## Предложенный отрывок

Председатель – Что Вы должны были сделать, когда ОЗР стал меньше 15 стержней РР?
Рогожкин – По регламенту мы должны глушить реактор. Но блок шел на останов, поэтому мы доложили об этом руководству и тем ограничились. Решили обойтись без крайностей, так как в инструкциях и в регламенте этот параметр не проходил как основной.
25 апреля я приехал на работу минут за 50 до начала смены и очень удивился, что 4-й блок     
не остановлен. Я спросил у своего сменщика Дика, что этому помешало? Дик ответил, что из-за дефицита электроэнергии диспетчер запретил останов блока днем. Мало того, блок еще не был разгружен, но к концу смены Дик разгрузил его до 760 МВт (т).

## Исходные данные

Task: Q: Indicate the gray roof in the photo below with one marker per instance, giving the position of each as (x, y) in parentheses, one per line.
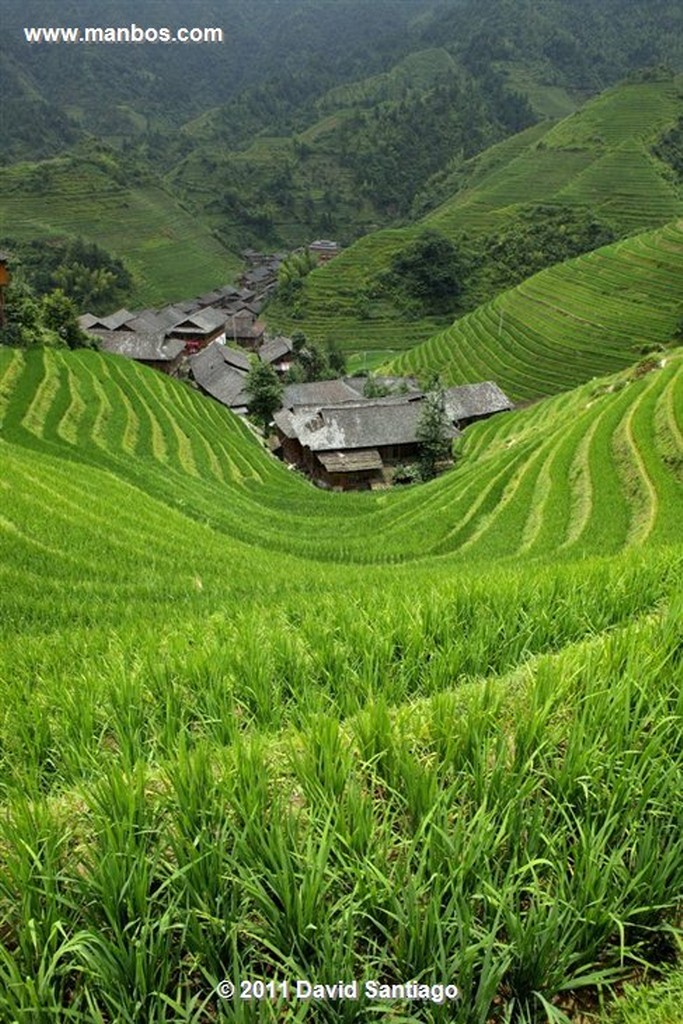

## Что требуется
Проверьте, согласуются ли с предложенным отрывком утверждения ниже. На каждое ответьте «да» или «нет» и приведите решающие слова отрывка точной цитатой.
1. По регламенту, когда ОЗР стал меньше 15 стержней РР, реактор следовало заглушить.
2. 25 апреля Рогожкин приехал на работу за час до начала смены.
3. Останов блока днем запретил диспетчер из-за дефицита электроэнергии.

## Решение задания
1. Да: «По регламенту мы должны глушить реактор».
2. Нет: «25 апреля я приехал на работу минут за 50 до начала смены».
3. Да: «из-за дефицита электроэнергии диспетчер запретил останов блока днем».